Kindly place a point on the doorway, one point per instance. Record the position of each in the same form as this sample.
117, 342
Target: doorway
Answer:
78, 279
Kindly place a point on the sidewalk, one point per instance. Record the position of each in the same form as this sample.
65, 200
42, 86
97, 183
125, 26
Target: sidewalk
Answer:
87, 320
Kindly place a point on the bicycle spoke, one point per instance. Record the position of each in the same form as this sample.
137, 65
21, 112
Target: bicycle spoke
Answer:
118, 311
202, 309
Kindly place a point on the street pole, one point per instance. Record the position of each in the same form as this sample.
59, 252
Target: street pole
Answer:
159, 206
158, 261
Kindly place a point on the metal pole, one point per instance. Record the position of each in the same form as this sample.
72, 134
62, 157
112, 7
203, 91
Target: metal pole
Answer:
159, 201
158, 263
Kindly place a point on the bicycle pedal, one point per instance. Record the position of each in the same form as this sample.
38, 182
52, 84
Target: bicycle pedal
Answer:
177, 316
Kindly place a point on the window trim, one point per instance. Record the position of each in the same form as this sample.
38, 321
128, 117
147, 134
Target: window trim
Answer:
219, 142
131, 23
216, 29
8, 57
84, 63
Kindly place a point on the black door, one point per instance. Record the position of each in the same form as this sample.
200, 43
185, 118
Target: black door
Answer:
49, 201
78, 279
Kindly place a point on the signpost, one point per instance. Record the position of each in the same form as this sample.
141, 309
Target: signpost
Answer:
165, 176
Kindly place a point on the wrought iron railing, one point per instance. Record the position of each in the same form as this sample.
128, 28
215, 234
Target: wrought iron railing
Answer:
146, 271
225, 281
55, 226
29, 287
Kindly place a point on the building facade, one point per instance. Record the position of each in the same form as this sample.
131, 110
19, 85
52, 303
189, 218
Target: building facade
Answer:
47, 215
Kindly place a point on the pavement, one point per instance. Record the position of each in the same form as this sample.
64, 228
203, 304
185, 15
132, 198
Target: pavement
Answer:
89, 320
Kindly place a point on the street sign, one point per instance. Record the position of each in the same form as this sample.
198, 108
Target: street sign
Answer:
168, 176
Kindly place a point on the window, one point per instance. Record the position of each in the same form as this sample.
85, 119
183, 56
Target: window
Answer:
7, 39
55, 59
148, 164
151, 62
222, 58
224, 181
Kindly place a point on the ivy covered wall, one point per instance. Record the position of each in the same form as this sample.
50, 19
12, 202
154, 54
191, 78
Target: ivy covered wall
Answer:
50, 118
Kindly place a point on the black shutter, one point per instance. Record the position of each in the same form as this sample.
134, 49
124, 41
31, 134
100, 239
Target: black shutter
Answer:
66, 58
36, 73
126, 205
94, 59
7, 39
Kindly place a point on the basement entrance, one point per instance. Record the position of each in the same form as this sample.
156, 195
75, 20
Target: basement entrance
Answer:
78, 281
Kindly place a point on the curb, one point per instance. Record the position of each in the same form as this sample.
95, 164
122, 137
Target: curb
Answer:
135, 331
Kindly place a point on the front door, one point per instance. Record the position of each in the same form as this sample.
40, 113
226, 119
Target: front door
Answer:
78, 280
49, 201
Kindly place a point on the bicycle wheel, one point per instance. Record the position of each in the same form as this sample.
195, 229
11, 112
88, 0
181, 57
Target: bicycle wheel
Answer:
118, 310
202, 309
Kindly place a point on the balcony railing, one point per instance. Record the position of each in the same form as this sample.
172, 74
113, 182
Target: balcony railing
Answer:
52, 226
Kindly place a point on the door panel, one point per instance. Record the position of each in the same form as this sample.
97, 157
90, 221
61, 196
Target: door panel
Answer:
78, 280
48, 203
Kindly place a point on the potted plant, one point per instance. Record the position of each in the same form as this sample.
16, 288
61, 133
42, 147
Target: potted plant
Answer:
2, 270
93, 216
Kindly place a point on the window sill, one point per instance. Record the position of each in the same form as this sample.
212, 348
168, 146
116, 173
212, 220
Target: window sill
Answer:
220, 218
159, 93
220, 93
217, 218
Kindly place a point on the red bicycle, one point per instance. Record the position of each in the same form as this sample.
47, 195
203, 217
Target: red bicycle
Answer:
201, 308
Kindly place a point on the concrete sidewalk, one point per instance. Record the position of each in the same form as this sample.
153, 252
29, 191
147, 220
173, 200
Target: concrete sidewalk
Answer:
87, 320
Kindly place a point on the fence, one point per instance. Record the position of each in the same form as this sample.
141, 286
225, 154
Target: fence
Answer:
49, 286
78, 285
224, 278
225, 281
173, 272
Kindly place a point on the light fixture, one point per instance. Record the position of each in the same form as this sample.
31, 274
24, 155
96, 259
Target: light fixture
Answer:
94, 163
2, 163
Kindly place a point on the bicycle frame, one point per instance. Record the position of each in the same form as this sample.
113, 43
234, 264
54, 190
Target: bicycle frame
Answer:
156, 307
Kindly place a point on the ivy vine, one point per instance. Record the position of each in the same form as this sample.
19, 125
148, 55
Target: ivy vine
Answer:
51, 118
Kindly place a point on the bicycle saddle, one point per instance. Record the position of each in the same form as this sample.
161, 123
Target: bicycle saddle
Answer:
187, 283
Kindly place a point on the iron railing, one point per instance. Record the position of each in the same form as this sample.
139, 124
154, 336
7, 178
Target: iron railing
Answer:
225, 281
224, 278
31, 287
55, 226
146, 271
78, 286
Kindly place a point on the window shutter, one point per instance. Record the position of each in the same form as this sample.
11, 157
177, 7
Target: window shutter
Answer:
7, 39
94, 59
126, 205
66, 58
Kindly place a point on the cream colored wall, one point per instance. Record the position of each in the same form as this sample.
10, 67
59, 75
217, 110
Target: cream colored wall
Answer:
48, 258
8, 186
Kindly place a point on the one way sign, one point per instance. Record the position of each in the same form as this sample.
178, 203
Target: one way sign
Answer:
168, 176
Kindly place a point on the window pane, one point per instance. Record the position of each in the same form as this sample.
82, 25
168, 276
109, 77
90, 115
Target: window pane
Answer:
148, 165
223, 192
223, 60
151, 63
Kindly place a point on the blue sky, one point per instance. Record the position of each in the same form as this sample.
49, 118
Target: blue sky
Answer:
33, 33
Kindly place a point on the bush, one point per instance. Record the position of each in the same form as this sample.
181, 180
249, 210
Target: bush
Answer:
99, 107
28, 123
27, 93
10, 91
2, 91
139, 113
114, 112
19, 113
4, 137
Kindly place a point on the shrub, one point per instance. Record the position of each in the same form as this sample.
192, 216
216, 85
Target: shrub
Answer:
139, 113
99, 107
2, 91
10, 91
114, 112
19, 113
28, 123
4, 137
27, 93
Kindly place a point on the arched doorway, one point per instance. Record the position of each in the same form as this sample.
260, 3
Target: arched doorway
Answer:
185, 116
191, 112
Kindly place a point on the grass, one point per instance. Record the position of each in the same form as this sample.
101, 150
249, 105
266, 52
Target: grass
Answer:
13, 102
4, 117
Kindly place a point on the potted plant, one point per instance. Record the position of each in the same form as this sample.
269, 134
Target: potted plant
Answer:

#####

WHAT YOU NEED TO DO> Using the listing above, retype each line exactly.

RESPONSE FOR THIS EXERCISE>
Kindly place a point on the doorway, one point per instance. Record the position of each in the same form as this sample.
117, 342
Target: doorway
Answer:
78, 279
Kindly place a point on the sidewalk, one point per instance. Record the position of each in the same form as this sample.
65, 200
42, 86
97, 183
125, 26
Target: sidewalk
Answer:
87, 320
Kindly place a point on the bicycle spoke, one point per instance. Record the position of each in the same form as this sample.
137, 65
21, 112
Target: bicycle spoke
Answer:
118, 311
202, 309
Kindly place a point on the street pole, one point per instance. Record the position of each in the same form as this sample.
59, 252
Target: street pole
Answer:
159, 206
158, 261
Kindly place a point on the metal pole, one point per instance. Record the position of each in the same form as this sample.
72, 134
62, 157
112, 7
203, 91
Target: metal pole
Answer:
159, 201
158, 263
Kindly place a point on the bicycle pedal, one point per instance. Record the position of each in the same form as this sample.
38, 182
52, 84
Target: bicycle pedal
Answer:
177, 316
Kindly place a point on the window trim, one point per instance. Record the position of each in the same form as this sample.
38, 321
128, 117
147, 134
Target: window trim
Answer:
219, 142
131, 23
216, 29
8, 57
84, 63
Kindly place a point on the black door, one point per instance. Record the position of each in the same form as this sample.
200, 43
185, 118
Target: black door
Answer:
49, 201
78, 279
Kindly place a point on the signpost, one point per instance. Record the position of each in the same form as this sample.
141, 309
Target: signpost
Answer:
165, 176
Kindly place a point on the wrought iron railing, one point per instance. Record the position of each in the same form as this sample.
128, 28
215, 234
Target: wrought iron railing
Answer:
146, 271
225, 281
55, 226
29, 287
Kindly place a point on the building facade, one point per instance. Record the position of each in the same form as this sample.
131, 110
19, 85
52, 303
189, 218
Target: building facade
Answer:
47, 215
Kindly place a point on the pavement, one point per instance. Record the position of each in the same form as this sample.
64, 228
203, 304
185, 15
132, 198
Target: pavement
Answer:
89, 320
Kindly place a point on the street sign, one point per instance. Record the position of each in the same form as this sample.
198, 108
Target: street sign
Answer:
168, 176
Kindly place a point on the window, one point per instance. Record the position of each in the same form as this sample.
85, 119
183, 56
Target: window
Answer:
7, 39
55, 59
148, 164
151, 62
222, 58
224, 181
Kindly place a point on the ivy covered wall, one point per instance. Record the position of each in the same form as this sample.
50, 19
12, 202
154, 54
191, 78
Target: ivy covered wall
Answer:
50, 118
Kindly place a point on the black shutter, one point per instance. Record the position of each in the same form as this sample.
134, 49
124, 41
31, 134
100, 239
Target: black shutter
Answer:
66, 58
36, 73
126, 205
94, 59
7, 39
Kindly place a point on the basement entrance, one point per instance. Record the position of each in the same form as this sample.
156, 195
75, 20
Target: basement entrance
Answer:
78, 281
Kindly place a point on the curb, one point per instance. Record the position of each in the same form as this sample.
95, 164
122, 137
Target: curb
Answer:
135, 331
Kindly place a point on the front door, one point per instance. Record the position of each in the same form as this sample.
40, 113
226, 119
Target: front door
Answer:
78, 280
49, 201
Kindly place a point on the bicycle wheel, one point per instance. Record the position of each in the same form as this sample.
195, 229
11, 112
88, 0
181, 57
Target: bicycle wheel
Answer:
118, 310
202, 309
Kindly place a point on the balcony railing, one point per instance. Record the position of each in the same form as this sample.
172, 74
113, 182
Target: balcony railing
Answer:
52, 226
Kindly place a point on the door panel, one point per instance. Record the position of each in the same form as this sample.
97, 157
90, 221
61, 196
Target: door panel
Answer:
78, 280
48, 203
Kindly place a point on the potted plant, one point per instance. Record the position of each in the same form as this sample.
16, 288
61, 133
42, 147
Target: potted plant
Answer:
2, 270
93, 216
Kindly place a point on the window sill, one point per instance. Record the position of each in the same form as this sample.
212, 348
168, 146
116, 173
212, 220
Target: window sill
Answer:
220, 218
159, 93
220, 93
217, 218
Kindly place a point on the red bicycle, one point per instance. Record the position of each in the same form as this sample.
47, 195
203, 217
Target: red bicycle
Answer:
201, 308
Kindly place a point on the concrete sidewalk, one point per instance. Record the position of each in the same form as this sample.
153, 252
29, 191
147, 220
173, 200
Target: concrete sidewalk
Answer:
87, 320
Kindly place a point on the fence, one point per instance. Record the position of each in the same form as this sample.
141, 286
225, 154
Target: fence
Answer:
49, 286
78, 285
224, 278
225, 281
173, 272
Kindly place a point on the light fixture, one point per instance. Record the position of each in the same form as this sample.
31, 274
24, 155
96, 259
Target: light fixture
Answer:
94, 163
2, 163
Kindly place a point on the bicycle frame, one point per instance. Record the position of each in the same form as this sample.
113, 43
234, 264
54, 190
Target: bicycle frame
Answer:
156, 307
Kindly place a point on the ivy vine, one point per instance. Record the position of each in the same form as this sample.
19, 125
148, 55
Target: ivy vine
Answer:
51, 118
Kindly place a point on the bicycle saddle, one point per instance. Record the position of each in the same form as this sample.
161, 123
Target: bicycle saddle
Answer:
187, 283
Kindly place a point on the iron railing, one point per instance. Record the position of each in the same form as this sample.
139, 124
154, 336
7, 178
Target: iron railing
Answer:
225, 281
224, 278
31, 287
55, 226
146, 271
78, 286
Kindly place a point on the window shutter, one point per instance. Record the position of each in the same form as this sample.
11, 157
177, 7
Target: window shutter
Answer:
7, 39
94, 59
126, 205
66, 58
Kindly place a point on the cream colored wall, one point per instance. Record the position of each in the same form as this sample.
10, 67
59, 75
217, 110
Target: cream colored wall
Answer:
48, 258
8, 186
Kindly place a point on the one way sign, one point per instance. Record the position of each in the same form as this sample.
178, 203
Target: one way sign
Answer:
168, 176
Kindly place a point on the window pane, one point per instance. Record the position of each in the same form as this sample.
82, 25
168, 276
109, 77
90, 115
Target: window pane
Answer:
148, 165
223, 192
223, 60
151, 63
Kindly place a point on the blue sky, one point per instance. Record the position of each in the same form as this sample.
49, 118
Target: blue sky
Answer:
33, 33
Kindly place a point on the bush, one point per instance. Record the position of each in the same form as this sample.
181, 180
249, 210
Target: bush
Answer:
99, 107
28, 123
27, 93
10, 91
2, 91
139, 113
114, 112
19, 113
4, 137
Kindly place a point on the shrub, one point per instance. Record the position of each in the same form as this sample.
192, 216
216, 85
Target: shrub
Answer:
139, 113
99, 107
2, 91
10, 91
114, 112
19, 113
28, 123
4, 137
27, 93
Kindly place a point on the arched doorway, one point per instance. Record the position of each in the same form as this sample.
260, 3
Target: arched doorway
Answer:
185, 116
191, 112
Kindly place a point on the grass, one point per instance. Record the position of each in the same form as this sample.
101, 150
249, 105
266, 52
Target: grass
Answer:
13, 102
4, 117
Kindly place a point on the potted plant, one point per instance. Record the position of each in the same form as this sample.
269, 134
Target: potted plant
Answer:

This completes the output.